##### SOURCE MATERIAL #####

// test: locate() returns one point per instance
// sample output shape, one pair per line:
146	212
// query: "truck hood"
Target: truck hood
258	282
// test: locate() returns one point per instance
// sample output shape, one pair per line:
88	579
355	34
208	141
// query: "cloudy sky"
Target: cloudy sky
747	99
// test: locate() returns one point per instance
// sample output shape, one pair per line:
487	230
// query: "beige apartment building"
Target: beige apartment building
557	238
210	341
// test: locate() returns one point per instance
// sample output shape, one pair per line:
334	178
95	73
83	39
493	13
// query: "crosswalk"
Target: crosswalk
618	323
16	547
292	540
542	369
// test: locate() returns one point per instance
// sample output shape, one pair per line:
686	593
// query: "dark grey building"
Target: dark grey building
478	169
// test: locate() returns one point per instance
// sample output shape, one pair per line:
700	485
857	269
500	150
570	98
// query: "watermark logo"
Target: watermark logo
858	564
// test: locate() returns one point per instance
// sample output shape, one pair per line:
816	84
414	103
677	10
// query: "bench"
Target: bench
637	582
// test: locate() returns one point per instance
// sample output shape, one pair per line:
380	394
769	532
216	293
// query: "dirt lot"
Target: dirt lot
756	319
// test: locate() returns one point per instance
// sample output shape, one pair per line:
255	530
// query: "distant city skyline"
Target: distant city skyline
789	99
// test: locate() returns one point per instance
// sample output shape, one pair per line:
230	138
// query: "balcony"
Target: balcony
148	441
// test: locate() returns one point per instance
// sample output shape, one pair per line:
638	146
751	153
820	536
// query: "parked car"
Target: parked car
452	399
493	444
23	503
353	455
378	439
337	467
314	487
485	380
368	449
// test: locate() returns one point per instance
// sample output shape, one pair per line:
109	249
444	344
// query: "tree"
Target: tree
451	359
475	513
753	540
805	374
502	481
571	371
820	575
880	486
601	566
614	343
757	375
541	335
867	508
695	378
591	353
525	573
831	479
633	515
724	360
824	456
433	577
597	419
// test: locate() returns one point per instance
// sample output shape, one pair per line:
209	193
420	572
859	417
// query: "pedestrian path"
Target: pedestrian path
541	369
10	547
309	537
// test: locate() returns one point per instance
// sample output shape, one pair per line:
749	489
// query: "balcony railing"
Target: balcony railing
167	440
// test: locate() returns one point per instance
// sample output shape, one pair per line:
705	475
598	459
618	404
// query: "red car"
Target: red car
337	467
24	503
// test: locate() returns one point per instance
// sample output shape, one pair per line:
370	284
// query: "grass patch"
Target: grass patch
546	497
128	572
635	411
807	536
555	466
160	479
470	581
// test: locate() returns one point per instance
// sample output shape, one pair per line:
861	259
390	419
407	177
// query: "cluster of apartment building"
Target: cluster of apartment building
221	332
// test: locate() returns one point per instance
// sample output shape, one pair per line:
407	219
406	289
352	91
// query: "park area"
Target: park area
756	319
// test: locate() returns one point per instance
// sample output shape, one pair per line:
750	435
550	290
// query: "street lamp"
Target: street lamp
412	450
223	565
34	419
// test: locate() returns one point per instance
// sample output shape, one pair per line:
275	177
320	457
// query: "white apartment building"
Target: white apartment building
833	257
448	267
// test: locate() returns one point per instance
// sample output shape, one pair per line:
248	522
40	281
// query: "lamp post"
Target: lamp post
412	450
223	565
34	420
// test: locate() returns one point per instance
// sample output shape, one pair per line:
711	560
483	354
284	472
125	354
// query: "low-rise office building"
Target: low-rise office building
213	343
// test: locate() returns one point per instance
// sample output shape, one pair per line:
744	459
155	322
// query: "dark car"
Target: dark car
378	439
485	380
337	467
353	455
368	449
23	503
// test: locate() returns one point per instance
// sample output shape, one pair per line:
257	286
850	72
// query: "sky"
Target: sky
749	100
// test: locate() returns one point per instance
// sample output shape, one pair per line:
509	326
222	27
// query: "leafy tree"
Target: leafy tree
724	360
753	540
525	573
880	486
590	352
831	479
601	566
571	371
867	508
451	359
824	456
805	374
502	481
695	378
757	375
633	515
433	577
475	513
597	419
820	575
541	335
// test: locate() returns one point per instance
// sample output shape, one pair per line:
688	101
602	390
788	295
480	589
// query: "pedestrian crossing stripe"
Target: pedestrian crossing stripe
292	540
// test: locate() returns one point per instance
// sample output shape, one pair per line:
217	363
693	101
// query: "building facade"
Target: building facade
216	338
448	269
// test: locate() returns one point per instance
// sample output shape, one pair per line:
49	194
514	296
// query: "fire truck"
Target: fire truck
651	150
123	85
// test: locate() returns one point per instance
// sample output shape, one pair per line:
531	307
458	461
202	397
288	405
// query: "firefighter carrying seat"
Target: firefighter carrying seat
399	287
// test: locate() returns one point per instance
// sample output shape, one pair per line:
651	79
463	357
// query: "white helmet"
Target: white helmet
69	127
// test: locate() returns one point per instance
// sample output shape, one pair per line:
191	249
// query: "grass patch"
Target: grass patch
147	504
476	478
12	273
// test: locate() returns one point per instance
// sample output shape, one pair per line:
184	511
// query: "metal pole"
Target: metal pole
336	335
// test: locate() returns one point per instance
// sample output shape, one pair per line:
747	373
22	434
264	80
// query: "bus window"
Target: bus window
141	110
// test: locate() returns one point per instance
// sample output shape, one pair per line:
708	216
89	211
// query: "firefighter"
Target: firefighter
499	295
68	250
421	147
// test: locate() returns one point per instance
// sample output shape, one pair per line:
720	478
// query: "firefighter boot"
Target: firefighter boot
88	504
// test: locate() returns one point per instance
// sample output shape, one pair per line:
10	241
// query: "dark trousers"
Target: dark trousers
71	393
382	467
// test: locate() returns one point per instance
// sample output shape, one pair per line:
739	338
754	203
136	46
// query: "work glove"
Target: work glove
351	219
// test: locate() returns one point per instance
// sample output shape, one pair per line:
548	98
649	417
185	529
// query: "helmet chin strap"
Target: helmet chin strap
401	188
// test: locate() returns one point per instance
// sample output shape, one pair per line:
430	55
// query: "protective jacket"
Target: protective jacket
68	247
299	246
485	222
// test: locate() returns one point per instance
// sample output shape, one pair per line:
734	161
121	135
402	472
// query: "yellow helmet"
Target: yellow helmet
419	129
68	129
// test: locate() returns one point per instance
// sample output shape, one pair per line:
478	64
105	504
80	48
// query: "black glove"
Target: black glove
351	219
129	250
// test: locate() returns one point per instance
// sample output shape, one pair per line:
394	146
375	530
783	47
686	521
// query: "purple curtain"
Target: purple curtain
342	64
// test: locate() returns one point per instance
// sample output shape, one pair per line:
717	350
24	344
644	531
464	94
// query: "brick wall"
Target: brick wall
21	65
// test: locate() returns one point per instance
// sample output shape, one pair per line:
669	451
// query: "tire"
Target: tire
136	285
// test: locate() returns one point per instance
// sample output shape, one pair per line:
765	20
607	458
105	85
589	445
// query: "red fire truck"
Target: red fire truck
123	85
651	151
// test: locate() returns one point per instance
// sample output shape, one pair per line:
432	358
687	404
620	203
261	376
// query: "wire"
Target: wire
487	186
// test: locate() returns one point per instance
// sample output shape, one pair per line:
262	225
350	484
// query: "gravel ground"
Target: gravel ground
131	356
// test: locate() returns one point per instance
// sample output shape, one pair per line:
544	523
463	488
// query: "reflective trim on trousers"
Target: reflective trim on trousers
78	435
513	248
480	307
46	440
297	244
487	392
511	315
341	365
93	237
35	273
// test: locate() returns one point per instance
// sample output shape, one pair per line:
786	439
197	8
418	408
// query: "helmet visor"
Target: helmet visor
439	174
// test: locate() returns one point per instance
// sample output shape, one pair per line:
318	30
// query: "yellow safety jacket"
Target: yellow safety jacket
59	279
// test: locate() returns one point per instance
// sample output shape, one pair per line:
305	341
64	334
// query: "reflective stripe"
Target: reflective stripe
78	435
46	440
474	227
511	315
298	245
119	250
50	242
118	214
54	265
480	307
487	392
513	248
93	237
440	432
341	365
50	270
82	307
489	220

#####

**REQUIRED WORK:** Copy out every line of the records above that contains the word "helmet".

**THE REPLY:**
// query: "white helmet"
Target: white helmet
// query: "helmet chin strap"
Target: helmet chin strap
// query: "yellow helmet"
Target: yellow helmet
// query: "helmet visor"
Target: helmet visor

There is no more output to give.